__PAGE TEXT__
···
Surabhi (also known as  Sri Venkateswara Surabhi Theatre) is a family theatre group based in Hyderabad, Telangana, India. The group performs plays based on stories from Hindu mythology and the Puranas.

History
The Surabhi theatre group was formed by Vanarasa Govinda Rao in 1885 in Surabhi, a village in the Kadapa District of Andhra Pradesh. Rao's adopted father was involved with the traditional shadow puppetry of Andhra Pradesh, tholu bommalata. After his death, Rao took over the group, gradually replacing the puppets with live actors.

In 1885, Rao was invited to host a live drama at a wedding by the elders of Surabhi. His acting troupe performed the play Keechaka Vadham, traditionally depicted using leather puppets, as a live drama.

Sri Vanarasa Govindarao, founder of Surabhi Theatres, had a family of 3 sons and 10 daughters. Except the eldest son, all the others spent their lives in the theatre and were trained for it. When the family started growing in numbers, the daughters with their husbands started establishing their own theatre groups.

The fifth daughter, Smt. Subhadramma and her husband Sri R. Venkatarao established Sri Venkateshwara Natya Mandali (Surabhi) in 1937 in Jimidipeta village of Srikakulam District of Andhra Pradesh. The wife and husband were assisted by their children Dasaradhirao and Bhojaraju. The theatre group started growing and is now one of the biggest surviving groups with 55 members. Smt. R. Subhadramma has specialised in doing male roles, particularly characters like Duryodhana in Mahabharata. She was awarded the title of 'Kala Praveena' by Sangeeta Nataka Akademi of Andhra Pradesh. In addition, both the husband and wife received many honors from various organizations of the state. Since their death, their sons are now managing the theatre.
···
__SUPPLIED MATERIAL__

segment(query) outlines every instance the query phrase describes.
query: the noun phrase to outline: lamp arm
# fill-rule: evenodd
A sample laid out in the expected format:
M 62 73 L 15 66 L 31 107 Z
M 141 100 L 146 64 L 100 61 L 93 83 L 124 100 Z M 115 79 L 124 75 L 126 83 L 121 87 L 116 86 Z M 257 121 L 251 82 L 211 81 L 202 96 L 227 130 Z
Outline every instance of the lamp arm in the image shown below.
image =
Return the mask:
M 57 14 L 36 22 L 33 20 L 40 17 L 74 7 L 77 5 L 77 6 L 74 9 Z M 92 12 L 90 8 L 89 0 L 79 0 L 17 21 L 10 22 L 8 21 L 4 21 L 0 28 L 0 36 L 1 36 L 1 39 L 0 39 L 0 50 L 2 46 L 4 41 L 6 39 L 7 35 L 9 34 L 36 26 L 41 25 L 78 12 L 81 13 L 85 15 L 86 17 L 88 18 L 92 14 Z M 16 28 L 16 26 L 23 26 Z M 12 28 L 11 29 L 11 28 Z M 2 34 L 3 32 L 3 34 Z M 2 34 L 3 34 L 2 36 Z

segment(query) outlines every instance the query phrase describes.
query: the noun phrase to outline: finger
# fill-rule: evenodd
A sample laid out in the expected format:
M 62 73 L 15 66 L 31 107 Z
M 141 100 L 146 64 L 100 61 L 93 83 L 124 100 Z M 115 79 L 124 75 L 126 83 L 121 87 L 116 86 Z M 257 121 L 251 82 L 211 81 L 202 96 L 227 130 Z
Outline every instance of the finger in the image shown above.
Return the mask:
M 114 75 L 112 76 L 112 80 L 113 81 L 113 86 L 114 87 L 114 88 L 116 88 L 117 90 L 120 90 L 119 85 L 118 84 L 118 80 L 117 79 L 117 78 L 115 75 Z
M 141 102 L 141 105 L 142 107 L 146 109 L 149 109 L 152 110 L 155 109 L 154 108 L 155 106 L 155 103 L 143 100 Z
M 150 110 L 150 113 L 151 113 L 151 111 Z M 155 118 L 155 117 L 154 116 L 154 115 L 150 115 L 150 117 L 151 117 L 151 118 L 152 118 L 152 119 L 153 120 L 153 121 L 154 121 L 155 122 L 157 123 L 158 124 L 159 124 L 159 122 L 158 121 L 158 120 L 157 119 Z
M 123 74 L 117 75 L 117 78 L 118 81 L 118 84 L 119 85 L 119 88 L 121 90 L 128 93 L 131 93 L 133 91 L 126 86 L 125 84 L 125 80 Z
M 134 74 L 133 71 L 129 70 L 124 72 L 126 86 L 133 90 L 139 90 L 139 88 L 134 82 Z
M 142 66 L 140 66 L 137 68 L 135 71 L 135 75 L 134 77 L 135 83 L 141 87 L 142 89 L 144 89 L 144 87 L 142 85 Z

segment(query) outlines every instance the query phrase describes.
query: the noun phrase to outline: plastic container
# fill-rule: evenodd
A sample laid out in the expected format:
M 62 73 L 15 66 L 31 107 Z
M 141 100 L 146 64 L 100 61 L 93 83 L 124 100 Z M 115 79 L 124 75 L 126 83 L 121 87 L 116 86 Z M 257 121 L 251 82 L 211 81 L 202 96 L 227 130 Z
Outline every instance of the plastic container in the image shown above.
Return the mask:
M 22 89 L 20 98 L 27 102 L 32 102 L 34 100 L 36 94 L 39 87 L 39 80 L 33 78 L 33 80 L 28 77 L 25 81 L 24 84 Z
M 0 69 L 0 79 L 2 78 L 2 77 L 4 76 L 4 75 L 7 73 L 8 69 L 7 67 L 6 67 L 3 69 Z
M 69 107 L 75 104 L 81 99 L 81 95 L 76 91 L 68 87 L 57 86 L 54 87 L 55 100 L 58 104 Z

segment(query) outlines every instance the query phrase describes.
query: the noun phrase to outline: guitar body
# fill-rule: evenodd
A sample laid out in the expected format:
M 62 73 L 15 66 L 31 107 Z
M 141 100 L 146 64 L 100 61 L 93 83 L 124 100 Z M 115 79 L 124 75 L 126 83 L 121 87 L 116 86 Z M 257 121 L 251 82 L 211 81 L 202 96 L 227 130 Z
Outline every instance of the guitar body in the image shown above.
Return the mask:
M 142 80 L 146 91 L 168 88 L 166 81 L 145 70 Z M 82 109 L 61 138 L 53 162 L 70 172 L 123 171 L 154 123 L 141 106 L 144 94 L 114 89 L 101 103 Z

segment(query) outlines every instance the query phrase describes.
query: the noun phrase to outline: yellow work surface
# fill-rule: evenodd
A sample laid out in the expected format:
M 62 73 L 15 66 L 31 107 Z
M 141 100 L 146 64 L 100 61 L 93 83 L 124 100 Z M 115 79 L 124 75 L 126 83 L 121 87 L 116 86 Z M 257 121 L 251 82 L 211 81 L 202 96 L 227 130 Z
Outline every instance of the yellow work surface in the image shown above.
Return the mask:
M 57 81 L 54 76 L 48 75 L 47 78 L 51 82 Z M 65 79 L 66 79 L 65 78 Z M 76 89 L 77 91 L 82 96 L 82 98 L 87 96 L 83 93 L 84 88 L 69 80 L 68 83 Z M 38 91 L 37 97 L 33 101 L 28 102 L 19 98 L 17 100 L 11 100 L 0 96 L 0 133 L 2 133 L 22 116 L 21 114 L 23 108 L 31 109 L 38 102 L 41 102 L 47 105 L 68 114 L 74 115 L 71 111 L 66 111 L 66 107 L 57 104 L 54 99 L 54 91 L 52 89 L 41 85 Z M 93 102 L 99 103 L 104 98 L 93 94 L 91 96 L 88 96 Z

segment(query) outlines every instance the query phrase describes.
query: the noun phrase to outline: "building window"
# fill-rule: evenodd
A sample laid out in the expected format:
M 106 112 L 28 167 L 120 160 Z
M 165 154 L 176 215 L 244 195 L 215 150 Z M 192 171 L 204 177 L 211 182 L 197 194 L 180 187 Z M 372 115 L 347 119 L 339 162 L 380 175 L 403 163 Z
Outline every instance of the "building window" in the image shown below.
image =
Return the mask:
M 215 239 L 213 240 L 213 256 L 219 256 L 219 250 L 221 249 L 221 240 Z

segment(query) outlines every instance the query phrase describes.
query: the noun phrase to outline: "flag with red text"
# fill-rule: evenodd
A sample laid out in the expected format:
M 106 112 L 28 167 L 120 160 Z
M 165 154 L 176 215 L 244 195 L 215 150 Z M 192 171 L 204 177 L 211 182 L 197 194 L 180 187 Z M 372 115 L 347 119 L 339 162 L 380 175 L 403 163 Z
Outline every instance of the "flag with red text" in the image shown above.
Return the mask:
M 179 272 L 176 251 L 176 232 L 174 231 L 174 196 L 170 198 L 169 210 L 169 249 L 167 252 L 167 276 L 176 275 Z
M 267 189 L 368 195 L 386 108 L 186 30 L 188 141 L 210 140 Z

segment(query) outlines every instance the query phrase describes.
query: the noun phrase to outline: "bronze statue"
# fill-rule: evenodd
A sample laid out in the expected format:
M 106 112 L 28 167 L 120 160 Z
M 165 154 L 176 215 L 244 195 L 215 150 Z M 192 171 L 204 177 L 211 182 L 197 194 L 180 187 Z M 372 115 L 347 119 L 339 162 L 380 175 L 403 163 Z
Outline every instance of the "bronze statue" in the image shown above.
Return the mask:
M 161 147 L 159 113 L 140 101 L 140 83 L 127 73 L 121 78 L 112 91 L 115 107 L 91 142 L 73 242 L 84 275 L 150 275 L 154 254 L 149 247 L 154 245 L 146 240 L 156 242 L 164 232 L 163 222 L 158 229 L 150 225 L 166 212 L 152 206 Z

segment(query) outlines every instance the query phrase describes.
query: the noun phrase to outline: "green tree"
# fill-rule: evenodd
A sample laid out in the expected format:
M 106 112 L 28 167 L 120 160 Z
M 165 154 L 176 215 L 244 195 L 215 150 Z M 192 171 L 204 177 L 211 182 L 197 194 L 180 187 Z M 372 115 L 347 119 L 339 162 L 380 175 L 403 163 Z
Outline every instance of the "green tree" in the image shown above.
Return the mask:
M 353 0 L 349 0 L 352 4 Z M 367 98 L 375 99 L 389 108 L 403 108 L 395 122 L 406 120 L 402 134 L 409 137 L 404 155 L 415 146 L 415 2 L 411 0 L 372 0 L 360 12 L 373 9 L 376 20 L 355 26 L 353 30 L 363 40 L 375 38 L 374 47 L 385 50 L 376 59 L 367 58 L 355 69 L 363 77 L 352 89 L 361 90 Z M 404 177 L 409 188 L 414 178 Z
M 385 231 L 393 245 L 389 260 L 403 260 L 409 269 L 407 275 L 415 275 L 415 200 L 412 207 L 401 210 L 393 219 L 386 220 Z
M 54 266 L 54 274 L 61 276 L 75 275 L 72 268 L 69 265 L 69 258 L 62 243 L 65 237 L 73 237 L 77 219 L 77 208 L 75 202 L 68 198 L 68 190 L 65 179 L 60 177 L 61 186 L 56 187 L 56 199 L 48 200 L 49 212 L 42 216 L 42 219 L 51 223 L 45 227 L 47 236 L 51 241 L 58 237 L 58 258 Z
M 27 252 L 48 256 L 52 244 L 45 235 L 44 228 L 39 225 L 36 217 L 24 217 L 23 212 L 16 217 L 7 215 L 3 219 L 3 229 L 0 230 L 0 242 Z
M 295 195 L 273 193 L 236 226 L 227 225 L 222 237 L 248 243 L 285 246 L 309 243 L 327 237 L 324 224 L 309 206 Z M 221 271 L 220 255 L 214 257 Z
···
__STATED TASK 1__
Rewrite the records from the start up to and including the line with "M 57 14 L 36", changing "lamp arm" to "desk lamp arm" and keeping everything else the same.
__STATED TASK 2__
Carry on the text about the Surabhi theatre group from where it stops.

__TASK OUTPUT 1__
segment(query) outlines every instance the query phrase describes.
query: the noun phrase to outline: desk lamp arm
# fill-rule: evenodd
A sample laid out in the expected format:
M 62 73 L 15 66 L 31 107 Z
M 141 100 L 146 64 L 100 61 L 93 83 L 124 100 Z M 115 79 L 124 75 L 126 83 L 121 87 L 116 86 Z M 257 121 L 251 82 L 211 81 L 202 96 L 227 130 Z
Outline every instance of the desk lamp arm in the image shown below.
image =
Return the mask:
M 57 14 L 36 22 L 33 20 L 40 17 L 74 7 L 77 5 L 77 6 L 74 9 Z M 92 12 L 90 8 L 89 0 L 79 0 L 17 21 L 10 22 L 8 21 L 4 21 L 0 28 L 0 36 L 1 36 L 1 39 L 0 39 L 0 50 L 2 46 L 4 41 L 6 39 L 7 35 L 9 34 L 36 26 L 41 25 L 78 12 L 81 13 L 85 15 L 86 17 L 88 18 L 92 14 Z M 16 28 L 16 26 L 23 26 Z M 12 28 L 11 29 L 11 28 Z M 2 34 L 3 32 L 3 34 Z M 2 34 L 3 34 L 2 36 Z

__TASK OUTPUT 2__
Under the guidance of Padma Shri B.V. Karanth, the organization learned three plays: Bhishma (1996), organized by the National School of Drama (New Delhi), Chandi Priya (1997) by Alarippu (New Delhi), and Basthi Devatha Yaadamma ("The Good Women of Setzuan" written by Bertolt Brecht) (1998). B.V. Karanth not only directed these three plays for the group but also provided music for all three plays.

The group live together and travel from place to place to perform in specially erected halls. The group stays at each place for three months to a year, depending on public response. As a repertory group, they present 26 plays.

Achievements
 Surabhi Theatre's Sri R.Nageswara rao (babji) was awarded the Padma Shri in 2013.
 Surabhi's 6th-generation director Sri Surabhi Jayachandra Varma received the Ustad Bismillah Khan Yuva Puraskar Award in 2016 from Sangeet Natak Akademi, New Delhi.

Performances
 Participated 5 times in Bharat Rang Mahotsav, presented by NSD New Delhi and the 15th Bharat Rang Mahothsav
 Aaderanjali Theatre Festival, B.V. Karanth Smruthi Samaroh, Bharath Bhavan, Bhopal (2014)
 Shri Keremaner Shambu Hegde "Rashtriya Natyothsava" - 4 and 5 (two times), Gunavanthe, Karnataka state
 Bahurupi Theatre Festival, Mysore (2014)
 Mudradi Theatre Festival, Mudradi, Udipi, Karnataka (2014)
 In May 2013, the group played outside India for the first time, with performances at theatre festivals in Paris and Metz.
 Sangeet Naatak Akademi Festival of Drama (2012, New Delhi)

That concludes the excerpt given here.